• **Text under study**:
Smart glasses provide critical information about the impact of daily environments on health, according to Duke researchers

Consumer-friendly “smart glasses” that are currently being developed by major technology companies will be an important new element of digital health research, argue three Duke scientists in a commentary piece published March 12 in npj Digital Medicine.

The authors, all from the Department of Psychiatry and Behavioral Sciences, are Matthew M. Engelhard, MD, PhD, senior research associate; Jason A. Oliver, PhD, assistant professor; and F. Joseph McClernon, PhD, professor.

These technologies, paired with machine learning models that can interpret the images they capture, can help scientists better understand how a person’s environment contributes to health behaviors and outcomes.

For years now, wearable technologies like smart watches, body monitors, and fitness trackers have allowed for the collection of information about a person’s health and everyday behaviors, everything from a person’s sleep, device use and even cardiovascular and neurological events.

• **Records supplied**:
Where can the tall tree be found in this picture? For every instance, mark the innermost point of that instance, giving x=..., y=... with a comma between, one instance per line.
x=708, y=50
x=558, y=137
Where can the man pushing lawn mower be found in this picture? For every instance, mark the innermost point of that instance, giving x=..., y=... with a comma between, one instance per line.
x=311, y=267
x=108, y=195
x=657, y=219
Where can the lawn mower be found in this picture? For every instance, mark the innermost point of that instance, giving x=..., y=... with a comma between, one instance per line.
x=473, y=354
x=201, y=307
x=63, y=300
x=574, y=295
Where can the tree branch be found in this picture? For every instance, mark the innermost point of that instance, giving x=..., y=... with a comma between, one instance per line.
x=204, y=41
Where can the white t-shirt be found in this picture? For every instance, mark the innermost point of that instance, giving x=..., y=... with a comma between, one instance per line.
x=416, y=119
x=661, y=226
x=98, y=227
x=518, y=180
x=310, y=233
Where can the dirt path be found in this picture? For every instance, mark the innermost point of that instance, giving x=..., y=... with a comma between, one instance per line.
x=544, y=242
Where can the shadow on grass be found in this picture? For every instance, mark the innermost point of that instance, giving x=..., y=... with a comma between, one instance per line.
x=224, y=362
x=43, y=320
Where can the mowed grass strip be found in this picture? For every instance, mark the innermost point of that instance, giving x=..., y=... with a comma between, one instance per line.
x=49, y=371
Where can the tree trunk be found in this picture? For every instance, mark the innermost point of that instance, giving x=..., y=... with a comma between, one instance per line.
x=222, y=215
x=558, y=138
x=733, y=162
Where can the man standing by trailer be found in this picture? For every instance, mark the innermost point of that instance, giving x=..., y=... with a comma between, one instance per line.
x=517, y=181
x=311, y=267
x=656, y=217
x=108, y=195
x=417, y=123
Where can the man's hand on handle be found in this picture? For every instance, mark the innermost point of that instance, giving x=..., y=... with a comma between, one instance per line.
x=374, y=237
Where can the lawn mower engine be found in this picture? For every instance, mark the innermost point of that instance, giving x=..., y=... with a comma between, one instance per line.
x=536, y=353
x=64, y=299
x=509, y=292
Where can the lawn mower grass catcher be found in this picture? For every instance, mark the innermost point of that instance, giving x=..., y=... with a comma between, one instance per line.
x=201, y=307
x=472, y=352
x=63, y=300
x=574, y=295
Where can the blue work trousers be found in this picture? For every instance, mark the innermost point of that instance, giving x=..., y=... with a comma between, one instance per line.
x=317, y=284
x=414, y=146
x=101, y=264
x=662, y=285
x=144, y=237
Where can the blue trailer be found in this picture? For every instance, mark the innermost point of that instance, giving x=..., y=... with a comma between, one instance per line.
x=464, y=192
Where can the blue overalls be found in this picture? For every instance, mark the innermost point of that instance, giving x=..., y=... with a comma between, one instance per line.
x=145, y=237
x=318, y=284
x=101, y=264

• **Activity 1**:
Based on the smart glasses article, mark each statement yes or no and quote the words from the article that decide it. (a) The commentary appeared in npj Digital Medicine on March 12. (b) All three authors belong to the Department of Psychiatry and Behavioral Sciences. (c) Jason A. Oliver holds the title of professor.
• **Activity 2**:
According to the smart glasses article, what position does Matthew M. Engelhard hold?
The records are separate material from the smart glasses article.

• **Answer section 1**:
(a) Yes: "published March 12 in npj Digital Medicine."
(b) Yes: "The authors, all from the Department of Psychiatry and Behavioral Sciences"
(c) No: "Jason A. Oliver, PhD, assistant professor"

• **Answer section 2**:
Senior research associate.